SQL vs. Python for Feature Engineering: When Each Wins

SQL vs. Python for Feature Engineering: When Each Wins

Feature engineering is where models are won and lost. It's also where ML teams waste enormous amounts of time arguing about tooling rather than building. The SQL vs. Python debate surfaces constantly, and most articles resolve it by quietly promoting whichever tool the author already uses.

This article tries to be different. Both SQL and Python are legitimate tools for feature engineering. Both have real weaknesses. The question is not which one is better — it's which one is better for a specific kind of feature in a specific team context. Getting this wrong means either a Python codebase full of rolling-window aggregations that a data engineer has to reverse-engineer, or a SQL layer stuffed with string manipulation logic that belongs in a pandas function.

Let's be precise about when each tool wins.


The False Dichotomy: It's Not "SQL or Python"

The framing of SQL versus Python is misleading from the start. Production feature pipelines at most mature ML teams use both. The interesting question is not "which language?" but "which language for which layer of the pipeline?"

A typical feature pipeline has at least two conceptually distinct phases:

  1. Feature computation: aggregating raw events into meaningful signals (rolling counts, ratios, window averages)
  2. Feature transformation: normalizing, encoding, scaling, or combining those signals before they enter a model

SQL is well-suited to the first phase. Python is well-suited to the second. Treating them as competitors conflates two different jobs.

That said, teams do sometimes have to pick one or the other, especially early on. And there are real tradeoffs in maintenance, testability, and skill distribution that matter. So let's examine each on its merits.


What SQL Excels at in Feature Engineering

Aggregations and window functions

SQL's strength in feature engineering is not a marketing claim — it's structural. Relational algebra maps directly onto the most common feature computation patterns: group-by aggregations, rolling windows, ratios between subgroups. These operations are what SQL databases were designed for.
● ● ● ●
• WRITTEN EXERCISE
Carry on the article about SQL versus Python for feature engineering, starting right after its last sentence.
● ● ● ●
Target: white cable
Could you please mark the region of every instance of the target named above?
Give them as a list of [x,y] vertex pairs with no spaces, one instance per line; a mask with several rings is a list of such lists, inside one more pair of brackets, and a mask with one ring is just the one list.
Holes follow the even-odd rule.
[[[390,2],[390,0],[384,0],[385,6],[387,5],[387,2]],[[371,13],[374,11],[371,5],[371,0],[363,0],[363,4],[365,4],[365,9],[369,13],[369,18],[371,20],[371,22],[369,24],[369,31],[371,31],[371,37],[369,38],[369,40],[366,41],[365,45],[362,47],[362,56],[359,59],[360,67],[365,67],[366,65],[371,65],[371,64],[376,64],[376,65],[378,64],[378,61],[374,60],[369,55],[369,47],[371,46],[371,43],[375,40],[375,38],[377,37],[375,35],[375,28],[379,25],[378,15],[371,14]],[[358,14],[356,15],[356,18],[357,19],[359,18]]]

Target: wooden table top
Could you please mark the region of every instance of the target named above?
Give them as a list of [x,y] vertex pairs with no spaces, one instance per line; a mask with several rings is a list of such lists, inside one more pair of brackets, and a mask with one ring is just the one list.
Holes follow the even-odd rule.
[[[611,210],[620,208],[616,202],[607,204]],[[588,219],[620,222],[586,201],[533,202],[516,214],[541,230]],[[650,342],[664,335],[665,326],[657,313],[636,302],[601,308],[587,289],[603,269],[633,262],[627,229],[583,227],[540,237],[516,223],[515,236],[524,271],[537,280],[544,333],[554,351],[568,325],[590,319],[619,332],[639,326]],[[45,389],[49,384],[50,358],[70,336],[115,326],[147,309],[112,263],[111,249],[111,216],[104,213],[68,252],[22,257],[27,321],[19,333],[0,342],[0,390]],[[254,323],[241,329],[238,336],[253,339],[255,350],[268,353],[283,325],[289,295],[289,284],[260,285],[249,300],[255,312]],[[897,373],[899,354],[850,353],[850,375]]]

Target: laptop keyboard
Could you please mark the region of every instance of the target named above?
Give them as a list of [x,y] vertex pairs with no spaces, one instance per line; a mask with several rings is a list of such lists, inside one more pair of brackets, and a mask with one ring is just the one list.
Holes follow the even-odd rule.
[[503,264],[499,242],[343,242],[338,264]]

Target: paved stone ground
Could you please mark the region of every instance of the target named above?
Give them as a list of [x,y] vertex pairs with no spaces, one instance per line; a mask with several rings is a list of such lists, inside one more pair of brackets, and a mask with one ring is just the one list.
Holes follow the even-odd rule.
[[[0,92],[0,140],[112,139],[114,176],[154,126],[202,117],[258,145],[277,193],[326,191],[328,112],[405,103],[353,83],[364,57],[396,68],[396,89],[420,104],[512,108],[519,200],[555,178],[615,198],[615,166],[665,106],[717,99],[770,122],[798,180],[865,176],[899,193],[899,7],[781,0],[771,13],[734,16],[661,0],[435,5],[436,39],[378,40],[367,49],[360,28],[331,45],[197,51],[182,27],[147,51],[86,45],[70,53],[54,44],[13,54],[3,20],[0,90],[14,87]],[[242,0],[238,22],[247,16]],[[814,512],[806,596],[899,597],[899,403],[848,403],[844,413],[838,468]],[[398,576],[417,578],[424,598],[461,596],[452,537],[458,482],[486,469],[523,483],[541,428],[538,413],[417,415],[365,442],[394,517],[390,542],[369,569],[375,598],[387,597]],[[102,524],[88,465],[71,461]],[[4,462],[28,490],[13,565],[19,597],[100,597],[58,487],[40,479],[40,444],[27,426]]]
● ● ● ●
• TASK ANSWER
Here is a simple rolling 7-day purchase feature in SQL, using RisingWave (a streaming SQL database) as the engine:

-- Rolling 7-day purchase count by user (RisingWave materialized view)
CREATE MATERIALIZED VIEW user_purchase_features AS
SELECT
    user_id,
    COUNT(*) AS purchase_count_7d,
    SUM(amount) AS total_spend_7d,
    AVG(amount) AS avg_order_value_7d
FROM orders
WHERE created_at >= NOW() - INTERVAL '7 days'
GROUP BY user_id;

The same feature in Python with pandas:

from datetime import timedelta

def compute_purchase_features(orders_df, as_of_date):
    window_start = as_of_date - timedelta(days=7)
    filtered = orders_df[
        (orders_df['created_at'] >= window_start) &
        (orders_df['created_at'] < as_of_date)
    ]
    return filtered.groupby('user_id').agg(
        purchase_count_7d=('order_id', 'count'),
        total_spend_7d=('amount', 'sum'),
        avg_order_value_7d=('amount', 'mean')
    ).reset_index()

Both produce the same result. But consider the maintenance surface:

  • The SQL version is readable by any data engineer, analyst, or backend developer. The Python version requires Python fluency.
  • The SQL version integrates naturally into a data warehouse or streaming system. The Python version needs orchestration code to schedule it, read from storage, and write results somewhere.
  • The SQL version has a declarative quality — it says what you want. The Python version describes how to compute it.

For this category of feature, SQL is the lower-friction choice once your data is already in a SQL-queryable system.

Joins and multi-table features

Features that depend on multiple tables benefit enormously from SQL. Point-in-time joins — matching user state at the moment an event occurred — are notoriously painful in Python but expressible in a few lines of SQL:

-- Point-in-time join: attach user account age at the time of each transaction
SELECT
    t.transaction_id,
    t.user_id,
    t.amount,
    t.created_at,
    DATEDIFF('day', u.signup_date, t.created_at) AS account_age_days
FROM transactions t
JOIN users u ON t.user_id = u.user_id;

Reproducing this correctly in Python requires careful timestamp alignment to avoid data leakage. SQL makes the join logic explicit and reviewable.

Streaming features

This is where SQL-based engines like RisingWave have a genuine edge over batch Python pipelines. If you need features that are continuously updated as new events arrive — fraud risk scores, real-time recommendation signals, live inventory ratios — streaming SQL lets you define the feature once and have it maintained incrementally:

-- Continuously maintained: user's ratio of failed to successful logins (last 1 hour)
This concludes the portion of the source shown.